======== Provided passage ========

As to Boskin's case I will defer comment until I read his whole paper.

Posted by: Jim Glass on July 3, 2003 11:40 PM

The ratio 7.5 to 5.3 is sufficiently close to 70%, and 70% is sufficiently close to 1 minus the marginal rate of tax on investments to make me think that what we are actually seeing here is the fact that the government doesn't pay tax; Boskin is assuming that the stock market has a post-tax rate of return, but is using a pre-tax discount rate to discount the cashflows. Which strikes me as potentially the right thing to do.

Boskin's discussion of the discount rate starts on page 88 of the working paper linked on this site earlier; I haven't time to read it for conclusions, but it looks at first glance as if he's certainly considered these issues.

Posted by: dsquared on July 4, 2003 01:52 AM

I'm not familiar with pension accounting and taxes, so it's hard for me to see exactly what's happening here, but it does seem odd.

To simplify, suppose GM had just issued the 7.5% bonds directly to the pension fund. Then are we saying that GM would pay the 7.5%, record it as a deductible expense, and then turn around and record it as non-taxable income, making a magical 2.5%?

If so, why doesn't everybody do this?

And by the way, why is the coupon rate on the bonds the correct number to use in calculating GM's cost? And doesn't all this tell us that GM is a lousy investment, since they have no better use of cash?

Did I just answer my own question?

Posted by: Bernard Yomtov on July 4, 2003 02:01 PM

"I'm not familiar with pension accounting and taxes ... To simplify, suppose GM had just issued the 7.5% bonds directly to the pension fund..."

======== Dataset entries ========

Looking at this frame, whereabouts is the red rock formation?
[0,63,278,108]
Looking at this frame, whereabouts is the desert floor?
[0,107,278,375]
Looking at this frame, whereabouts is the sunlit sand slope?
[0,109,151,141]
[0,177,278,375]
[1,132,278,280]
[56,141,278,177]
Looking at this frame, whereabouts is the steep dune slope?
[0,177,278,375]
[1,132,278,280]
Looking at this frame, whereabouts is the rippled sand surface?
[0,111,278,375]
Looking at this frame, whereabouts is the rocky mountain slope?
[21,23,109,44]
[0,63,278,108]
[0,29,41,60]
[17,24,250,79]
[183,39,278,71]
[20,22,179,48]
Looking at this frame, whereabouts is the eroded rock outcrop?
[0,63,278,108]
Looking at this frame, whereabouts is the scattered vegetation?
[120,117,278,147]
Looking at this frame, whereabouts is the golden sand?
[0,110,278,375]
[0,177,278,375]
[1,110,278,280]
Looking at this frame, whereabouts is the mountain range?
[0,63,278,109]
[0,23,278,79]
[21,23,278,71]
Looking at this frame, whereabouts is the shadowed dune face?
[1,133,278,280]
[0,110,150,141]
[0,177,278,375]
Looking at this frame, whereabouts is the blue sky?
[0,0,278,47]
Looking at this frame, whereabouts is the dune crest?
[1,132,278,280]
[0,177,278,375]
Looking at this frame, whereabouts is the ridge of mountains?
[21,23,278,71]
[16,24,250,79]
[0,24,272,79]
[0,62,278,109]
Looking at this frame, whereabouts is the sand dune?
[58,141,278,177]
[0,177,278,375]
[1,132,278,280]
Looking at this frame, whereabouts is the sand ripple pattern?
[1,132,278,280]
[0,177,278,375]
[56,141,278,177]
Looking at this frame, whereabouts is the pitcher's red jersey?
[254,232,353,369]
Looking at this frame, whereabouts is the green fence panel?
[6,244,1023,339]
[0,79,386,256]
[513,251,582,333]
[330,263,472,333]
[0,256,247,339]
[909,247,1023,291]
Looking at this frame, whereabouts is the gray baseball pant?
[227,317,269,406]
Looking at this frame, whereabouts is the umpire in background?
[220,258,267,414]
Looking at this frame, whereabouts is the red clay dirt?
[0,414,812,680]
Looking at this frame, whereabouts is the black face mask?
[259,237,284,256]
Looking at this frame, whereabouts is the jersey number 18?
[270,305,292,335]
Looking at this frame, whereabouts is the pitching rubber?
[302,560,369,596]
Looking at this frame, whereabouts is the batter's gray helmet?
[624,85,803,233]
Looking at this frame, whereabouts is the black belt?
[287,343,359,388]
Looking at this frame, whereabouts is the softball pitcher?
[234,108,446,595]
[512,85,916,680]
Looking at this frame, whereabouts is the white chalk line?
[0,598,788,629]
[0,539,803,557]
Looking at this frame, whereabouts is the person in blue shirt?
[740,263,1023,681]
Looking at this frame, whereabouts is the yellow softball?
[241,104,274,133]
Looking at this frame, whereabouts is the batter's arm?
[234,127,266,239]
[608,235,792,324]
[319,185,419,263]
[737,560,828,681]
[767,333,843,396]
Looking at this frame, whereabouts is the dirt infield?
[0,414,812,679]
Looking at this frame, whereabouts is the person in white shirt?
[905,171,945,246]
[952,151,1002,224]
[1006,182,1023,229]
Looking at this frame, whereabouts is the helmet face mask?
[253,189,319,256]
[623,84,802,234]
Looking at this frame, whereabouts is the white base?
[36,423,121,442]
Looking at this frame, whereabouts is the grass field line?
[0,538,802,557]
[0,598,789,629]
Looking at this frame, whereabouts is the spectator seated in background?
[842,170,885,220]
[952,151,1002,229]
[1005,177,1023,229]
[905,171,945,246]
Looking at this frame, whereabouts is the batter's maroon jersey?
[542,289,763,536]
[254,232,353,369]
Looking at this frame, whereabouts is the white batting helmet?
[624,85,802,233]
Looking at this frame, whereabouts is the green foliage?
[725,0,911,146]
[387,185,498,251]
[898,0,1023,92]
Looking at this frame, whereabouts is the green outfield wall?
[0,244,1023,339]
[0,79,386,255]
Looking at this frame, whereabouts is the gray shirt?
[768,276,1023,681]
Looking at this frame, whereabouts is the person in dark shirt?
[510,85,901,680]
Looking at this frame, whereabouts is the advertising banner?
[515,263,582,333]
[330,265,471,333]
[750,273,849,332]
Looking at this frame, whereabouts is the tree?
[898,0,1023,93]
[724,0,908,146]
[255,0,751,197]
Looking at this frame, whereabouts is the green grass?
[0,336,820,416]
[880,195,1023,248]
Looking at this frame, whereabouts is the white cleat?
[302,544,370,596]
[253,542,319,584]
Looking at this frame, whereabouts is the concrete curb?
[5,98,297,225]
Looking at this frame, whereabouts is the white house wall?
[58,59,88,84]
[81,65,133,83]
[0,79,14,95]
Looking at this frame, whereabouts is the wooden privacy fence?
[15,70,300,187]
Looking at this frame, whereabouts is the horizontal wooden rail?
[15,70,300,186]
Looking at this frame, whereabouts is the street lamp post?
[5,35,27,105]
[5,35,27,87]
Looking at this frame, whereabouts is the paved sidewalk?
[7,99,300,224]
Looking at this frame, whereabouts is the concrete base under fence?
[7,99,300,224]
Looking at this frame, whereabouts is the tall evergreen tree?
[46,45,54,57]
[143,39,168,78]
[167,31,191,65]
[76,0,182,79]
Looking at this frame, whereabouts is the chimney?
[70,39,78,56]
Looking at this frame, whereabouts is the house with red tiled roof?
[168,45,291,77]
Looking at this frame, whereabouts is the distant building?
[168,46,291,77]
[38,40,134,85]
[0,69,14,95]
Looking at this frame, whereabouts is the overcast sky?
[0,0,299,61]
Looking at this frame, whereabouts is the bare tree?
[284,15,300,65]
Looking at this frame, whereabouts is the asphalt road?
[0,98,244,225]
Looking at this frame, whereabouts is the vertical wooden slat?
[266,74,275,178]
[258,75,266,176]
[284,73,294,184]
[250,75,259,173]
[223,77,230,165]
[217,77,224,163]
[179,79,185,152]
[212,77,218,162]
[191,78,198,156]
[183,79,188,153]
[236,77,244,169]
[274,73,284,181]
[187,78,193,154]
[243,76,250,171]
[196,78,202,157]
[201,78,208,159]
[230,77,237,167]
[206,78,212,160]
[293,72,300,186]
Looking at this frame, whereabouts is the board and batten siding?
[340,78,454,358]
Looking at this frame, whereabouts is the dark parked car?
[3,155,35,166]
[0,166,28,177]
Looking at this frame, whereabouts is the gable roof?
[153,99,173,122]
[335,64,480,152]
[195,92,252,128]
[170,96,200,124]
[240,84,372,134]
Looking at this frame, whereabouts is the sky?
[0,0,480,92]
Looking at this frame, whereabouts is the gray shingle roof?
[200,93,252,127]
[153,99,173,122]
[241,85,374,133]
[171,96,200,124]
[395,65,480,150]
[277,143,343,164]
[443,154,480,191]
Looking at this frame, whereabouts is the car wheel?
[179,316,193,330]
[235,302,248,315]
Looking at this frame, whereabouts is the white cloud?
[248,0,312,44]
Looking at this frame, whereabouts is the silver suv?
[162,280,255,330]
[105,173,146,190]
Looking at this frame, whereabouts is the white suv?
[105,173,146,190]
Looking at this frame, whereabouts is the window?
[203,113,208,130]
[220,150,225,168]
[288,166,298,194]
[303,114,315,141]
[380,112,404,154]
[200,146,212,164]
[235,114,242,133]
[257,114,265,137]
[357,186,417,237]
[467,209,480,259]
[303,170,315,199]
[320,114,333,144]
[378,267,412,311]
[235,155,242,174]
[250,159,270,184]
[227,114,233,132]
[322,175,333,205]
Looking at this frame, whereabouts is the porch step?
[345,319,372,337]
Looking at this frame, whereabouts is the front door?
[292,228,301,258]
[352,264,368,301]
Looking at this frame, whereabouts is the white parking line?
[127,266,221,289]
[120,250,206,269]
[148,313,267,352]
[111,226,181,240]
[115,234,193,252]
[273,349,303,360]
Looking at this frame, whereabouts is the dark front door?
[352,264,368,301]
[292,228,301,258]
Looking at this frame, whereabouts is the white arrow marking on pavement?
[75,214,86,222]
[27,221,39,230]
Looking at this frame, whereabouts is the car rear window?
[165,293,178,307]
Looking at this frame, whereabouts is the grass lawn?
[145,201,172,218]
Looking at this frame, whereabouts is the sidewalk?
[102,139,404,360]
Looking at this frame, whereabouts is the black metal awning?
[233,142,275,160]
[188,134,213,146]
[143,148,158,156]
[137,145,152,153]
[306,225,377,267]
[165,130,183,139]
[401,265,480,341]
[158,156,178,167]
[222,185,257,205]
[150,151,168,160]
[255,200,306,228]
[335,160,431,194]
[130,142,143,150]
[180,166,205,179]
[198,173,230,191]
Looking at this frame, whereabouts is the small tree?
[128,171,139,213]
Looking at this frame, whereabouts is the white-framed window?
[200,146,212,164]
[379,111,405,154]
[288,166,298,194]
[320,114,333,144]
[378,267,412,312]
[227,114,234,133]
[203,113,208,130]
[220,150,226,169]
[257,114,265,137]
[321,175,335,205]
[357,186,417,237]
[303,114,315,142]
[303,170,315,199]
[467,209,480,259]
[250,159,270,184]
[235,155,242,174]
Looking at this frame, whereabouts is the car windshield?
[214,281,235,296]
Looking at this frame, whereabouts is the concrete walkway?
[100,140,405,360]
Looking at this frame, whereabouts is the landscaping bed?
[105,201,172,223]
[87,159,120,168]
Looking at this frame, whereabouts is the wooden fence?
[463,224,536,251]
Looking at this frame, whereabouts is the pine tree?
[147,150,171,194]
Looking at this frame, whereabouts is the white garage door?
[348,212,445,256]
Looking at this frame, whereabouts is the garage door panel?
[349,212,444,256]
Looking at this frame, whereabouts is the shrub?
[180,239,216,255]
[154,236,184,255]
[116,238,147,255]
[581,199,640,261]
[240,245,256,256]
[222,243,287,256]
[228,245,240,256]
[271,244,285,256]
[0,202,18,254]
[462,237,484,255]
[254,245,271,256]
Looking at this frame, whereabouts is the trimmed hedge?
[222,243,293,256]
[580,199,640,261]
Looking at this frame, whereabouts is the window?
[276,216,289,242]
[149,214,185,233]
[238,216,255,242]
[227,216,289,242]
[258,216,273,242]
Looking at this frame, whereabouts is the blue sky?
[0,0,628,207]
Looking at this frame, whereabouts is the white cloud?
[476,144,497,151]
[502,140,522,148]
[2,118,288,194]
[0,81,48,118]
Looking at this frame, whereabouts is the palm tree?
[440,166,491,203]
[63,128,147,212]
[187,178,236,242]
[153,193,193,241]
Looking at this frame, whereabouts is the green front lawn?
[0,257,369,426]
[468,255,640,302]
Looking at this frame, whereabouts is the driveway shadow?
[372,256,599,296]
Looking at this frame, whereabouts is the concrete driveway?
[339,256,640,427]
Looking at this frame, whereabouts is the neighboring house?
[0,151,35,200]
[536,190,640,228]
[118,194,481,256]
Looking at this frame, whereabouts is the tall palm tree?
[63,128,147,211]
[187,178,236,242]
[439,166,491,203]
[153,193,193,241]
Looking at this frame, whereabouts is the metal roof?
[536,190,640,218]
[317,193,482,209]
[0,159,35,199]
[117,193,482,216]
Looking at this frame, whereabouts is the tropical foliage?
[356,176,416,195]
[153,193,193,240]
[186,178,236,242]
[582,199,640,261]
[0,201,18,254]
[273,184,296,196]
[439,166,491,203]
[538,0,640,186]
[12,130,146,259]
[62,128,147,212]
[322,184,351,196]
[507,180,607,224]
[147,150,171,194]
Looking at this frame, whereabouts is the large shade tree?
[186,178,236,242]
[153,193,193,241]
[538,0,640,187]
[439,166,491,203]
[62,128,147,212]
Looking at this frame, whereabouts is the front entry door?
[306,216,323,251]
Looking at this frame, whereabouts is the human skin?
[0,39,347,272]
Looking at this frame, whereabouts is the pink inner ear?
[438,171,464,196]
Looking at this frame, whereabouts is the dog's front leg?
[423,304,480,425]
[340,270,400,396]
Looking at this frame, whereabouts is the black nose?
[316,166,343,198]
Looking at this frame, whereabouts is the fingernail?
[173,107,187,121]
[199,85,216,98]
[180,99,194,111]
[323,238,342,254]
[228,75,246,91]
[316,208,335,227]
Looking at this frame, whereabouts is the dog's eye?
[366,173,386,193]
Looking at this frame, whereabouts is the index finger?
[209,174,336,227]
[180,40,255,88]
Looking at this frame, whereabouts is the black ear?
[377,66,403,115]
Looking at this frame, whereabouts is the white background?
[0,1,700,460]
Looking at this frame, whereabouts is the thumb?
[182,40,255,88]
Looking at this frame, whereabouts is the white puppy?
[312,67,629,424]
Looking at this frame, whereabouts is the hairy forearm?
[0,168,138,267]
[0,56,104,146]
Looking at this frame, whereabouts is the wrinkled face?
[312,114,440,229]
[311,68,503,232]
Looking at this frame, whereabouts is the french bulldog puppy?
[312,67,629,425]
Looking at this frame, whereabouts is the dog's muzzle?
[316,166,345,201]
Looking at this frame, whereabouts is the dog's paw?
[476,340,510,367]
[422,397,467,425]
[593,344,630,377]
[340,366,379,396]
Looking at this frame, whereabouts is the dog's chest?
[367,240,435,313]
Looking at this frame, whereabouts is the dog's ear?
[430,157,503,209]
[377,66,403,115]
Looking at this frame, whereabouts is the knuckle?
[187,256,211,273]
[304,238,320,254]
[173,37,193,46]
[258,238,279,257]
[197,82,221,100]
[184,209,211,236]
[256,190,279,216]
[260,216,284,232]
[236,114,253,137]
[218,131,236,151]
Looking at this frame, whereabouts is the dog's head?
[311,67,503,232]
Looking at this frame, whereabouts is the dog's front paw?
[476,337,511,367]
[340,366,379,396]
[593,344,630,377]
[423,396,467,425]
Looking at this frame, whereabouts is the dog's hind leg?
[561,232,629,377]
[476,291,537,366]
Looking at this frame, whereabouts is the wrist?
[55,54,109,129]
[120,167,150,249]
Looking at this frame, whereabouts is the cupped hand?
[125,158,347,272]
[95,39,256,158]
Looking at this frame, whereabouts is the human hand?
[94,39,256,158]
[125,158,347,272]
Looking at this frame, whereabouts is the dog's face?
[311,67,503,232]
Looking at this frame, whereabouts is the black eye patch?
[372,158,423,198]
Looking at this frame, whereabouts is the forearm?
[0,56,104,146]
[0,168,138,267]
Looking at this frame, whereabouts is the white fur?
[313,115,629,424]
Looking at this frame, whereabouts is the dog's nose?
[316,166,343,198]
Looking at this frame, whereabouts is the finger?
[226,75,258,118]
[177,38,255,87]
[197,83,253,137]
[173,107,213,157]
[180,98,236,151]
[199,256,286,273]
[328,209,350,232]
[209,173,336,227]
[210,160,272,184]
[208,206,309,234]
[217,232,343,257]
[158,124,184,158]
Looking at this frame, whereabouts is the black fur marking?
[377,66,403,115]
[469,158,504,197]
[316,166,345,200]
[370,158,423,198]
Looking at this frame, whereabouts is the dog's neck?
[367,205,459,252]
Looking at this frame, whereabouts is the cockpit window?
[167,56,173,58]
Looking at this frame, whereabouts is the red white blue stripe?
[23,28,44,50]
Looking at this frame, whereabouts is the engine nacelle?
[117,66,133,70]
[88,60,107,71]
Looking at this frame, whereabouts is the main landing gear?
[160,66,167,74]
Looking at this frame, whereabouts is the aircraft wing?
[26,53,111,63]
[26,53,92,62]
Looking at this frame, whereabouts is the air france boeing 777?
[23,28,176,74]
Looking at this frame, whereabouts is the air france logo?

========

### [Exercise 1]
In the comment thread, on what page of the working paper does Boskin's discussion of the discount rate start?
### [Exercise 2]
From the comment thread, extract the part that opens with the words containing "Boskin's discussion of" and closes with "a magical 2.5%?".

### [Expected answer 1]
Page 88.

### [Expected answer 2]
Boskin's discussion of the discount rate starts on page 88 of the working paper linked on this site earlier; I haven't time to read it for conclusions, but it looks at first glance as if he's certainly considered these issues.

Posted by: dsquared on July 4, 2003 01:52 AM

I'm not familiar with pension accounting and taxes, so it's hard for me to see exactly what's happening here, but it does seem odd.

To simplify, suppose GM had just issued the 7.5% bonds directly to the pension fund. Then are we saying that GM would pay the 7.5%, record it as a deductible expense, and then turn around and record it as non-taxable income, making a magical 2.5%?